**EXTRACTED DATA**
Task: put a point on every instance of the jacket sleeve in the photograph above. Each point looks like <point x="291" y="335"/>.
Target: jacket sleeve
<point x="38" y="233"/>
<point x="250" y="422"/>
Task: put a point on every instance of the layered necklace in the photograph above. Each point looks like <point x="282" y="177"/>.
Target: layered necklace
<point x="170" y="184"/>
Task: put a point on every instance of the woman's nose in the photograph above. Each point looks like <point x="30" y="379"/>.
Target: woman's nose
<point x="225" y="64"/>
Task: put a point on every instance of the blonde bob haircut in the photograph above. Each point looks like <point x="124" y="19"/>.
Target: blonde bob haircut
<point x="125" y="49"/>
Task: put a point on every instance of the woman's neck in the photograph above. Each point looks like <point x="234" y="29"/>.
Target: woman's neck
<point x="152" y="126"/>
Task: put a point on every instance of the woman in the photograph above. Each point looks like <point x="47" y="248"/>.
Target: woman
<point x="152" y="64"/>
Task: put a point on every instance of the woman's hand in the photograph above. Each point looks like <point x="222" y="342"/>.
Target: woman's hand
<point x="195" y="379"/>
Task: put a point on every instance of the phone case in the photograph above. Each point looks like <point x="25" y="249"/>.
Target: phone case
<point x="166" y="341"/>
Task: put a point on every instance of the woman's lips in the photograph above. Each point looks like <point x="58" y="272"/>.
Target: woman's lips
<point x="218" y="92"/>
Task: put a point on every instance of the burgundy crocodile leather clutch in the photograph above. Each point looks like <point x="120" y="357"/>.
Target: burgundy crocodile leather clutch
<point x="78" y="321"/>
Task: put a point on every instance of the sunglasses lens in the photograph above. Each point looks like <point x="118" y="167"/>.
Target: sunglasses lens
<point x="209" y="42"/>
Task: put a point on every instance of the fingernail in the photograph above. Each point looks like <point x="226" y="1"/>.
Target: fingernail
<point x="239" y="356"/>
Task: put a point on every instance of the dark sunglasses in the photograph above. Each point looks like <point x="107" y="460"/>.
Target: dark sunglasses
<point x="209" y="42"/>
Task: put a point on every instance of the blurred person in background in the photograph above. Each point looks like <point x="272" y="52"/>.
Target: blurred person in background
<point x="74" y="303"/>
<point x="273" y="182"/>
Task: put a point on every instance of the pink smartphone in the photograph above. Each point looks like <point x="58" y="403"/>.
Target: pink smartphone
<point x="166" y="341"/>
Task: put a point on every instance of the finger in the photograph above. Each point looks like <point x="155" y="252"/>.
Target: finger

--

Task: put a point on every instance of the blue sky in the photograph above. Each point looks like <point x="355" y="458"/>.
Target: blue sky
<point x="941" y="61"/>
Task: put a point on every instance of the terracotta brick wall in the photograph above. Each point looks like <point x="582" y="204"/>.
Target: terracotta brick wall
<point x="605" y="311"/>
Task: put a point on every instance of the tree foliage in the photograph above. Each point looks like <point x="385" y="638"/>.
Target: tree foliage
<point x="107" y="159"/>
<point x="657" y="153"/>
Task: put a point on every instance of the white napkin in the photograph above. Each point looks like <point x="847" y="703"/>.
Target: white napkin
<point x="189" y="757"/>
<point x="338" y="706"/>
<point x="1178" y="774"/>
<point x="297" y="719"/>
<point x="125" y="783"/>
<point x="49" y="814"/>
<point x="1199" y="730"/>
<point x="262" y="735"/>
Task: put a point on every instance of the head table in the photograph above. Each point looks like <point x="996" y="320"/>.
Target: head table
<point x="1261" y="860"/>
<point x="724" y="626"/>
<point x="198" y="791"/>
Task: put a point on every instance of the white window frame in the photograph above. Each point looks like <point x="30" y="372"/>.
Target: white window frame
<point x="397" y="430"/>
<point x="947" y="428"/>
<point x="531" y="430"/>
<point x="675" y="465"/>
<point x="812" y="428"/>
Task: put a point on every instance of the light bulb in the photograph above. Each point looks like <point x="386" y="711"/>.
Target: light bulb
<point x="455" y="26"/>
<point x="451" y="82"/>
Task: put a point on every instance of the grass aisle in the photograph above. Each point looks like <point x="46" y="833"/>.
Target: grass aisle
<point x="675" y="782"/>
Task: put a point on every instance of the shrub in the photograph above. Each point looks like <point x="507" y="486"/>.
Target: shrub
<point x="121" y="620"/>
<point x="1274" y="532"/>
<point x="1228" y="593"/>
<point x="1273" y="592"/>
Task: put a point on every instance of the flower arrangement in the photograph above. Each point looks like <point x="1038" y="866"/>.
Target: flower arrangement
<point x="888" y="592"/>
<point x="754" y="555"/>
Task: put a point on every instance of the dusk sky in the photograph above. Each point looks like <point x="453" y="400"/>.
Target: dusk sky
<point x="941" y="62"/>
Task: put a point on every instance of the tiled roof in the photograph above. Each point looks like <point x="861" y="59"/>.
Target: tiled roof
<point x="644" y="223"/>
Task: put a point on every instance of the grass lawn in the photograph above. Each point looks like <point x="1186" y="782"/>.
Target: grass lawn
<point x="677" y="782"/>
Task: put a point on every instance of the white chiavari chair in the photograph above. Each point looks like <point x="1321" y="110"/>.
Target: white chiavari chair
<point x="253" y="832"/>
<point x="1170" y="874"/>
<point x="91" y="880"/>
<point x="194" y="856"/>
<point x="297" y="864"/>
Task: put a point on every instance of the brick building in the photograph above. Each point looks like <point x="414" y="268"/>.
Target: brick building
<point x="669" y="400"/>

**WHAT IS ASKED**
How many lines of the material above contain the string "burgundy"? Give only the number.

**REPLY**
2